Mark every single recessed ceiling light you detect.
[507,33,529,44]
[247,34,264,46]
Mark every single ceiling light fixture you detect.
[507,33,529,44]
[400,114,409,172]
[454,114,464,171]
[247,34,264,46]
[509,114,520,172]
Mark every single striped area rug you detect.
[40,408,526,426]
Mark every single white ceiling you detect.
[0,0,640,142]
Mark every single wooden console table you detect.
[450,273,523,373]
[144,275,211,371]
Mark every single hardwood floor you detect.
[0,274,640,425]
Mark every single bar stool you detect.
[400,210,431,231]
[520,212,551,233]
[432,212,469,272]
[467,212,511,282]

---

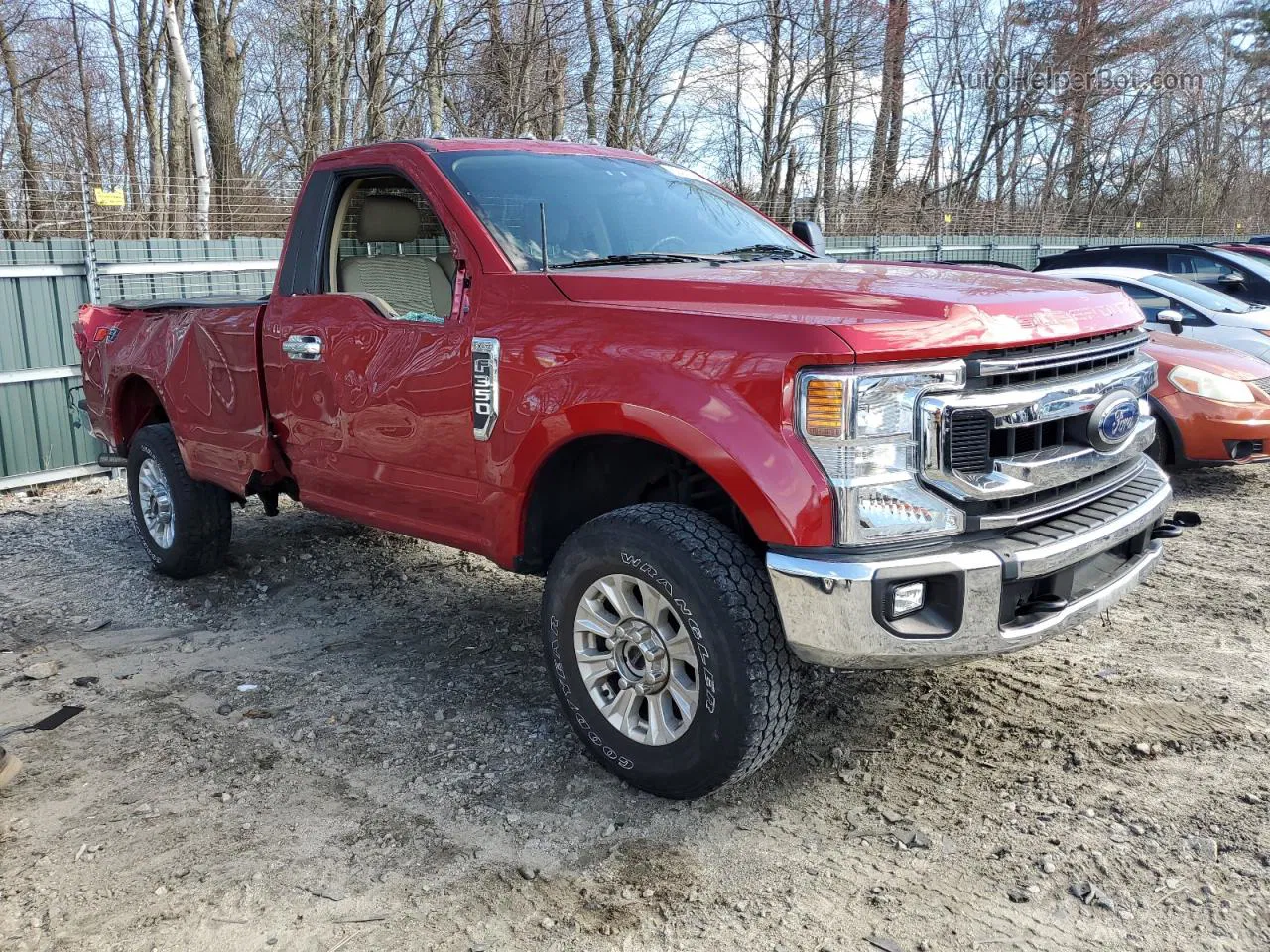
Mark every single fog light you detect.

Work required
Give the material from the line containing "Mark every single recessed" through the line containing "[0,274,640,425]", both included, as a numbered list with blank lines left out.

Complete answer
1. Mark every single recessed ceiling light you detect.
2. [507,33,529,44]
3. [247,34,264,46]
4. Mark every single ceiling light fixture you detect.
5. [507,33,529,44]
6. [400,114,409,172]
7. [454,114,464,171]
8. [247,34,264,46]
9. [509,114,520,172]
10. Mark every single striped area rug you detect.
11. [40,408,526,426]
12. Mark every single white ceiling you detect.
13. [0,0,640,142]
14. Mark every single wooden console table you detect.
15. [450,273,523,373]
16. [144,275,211,371]
17. Mark every single hardwood floor you detect.
18. [0,274,640,425]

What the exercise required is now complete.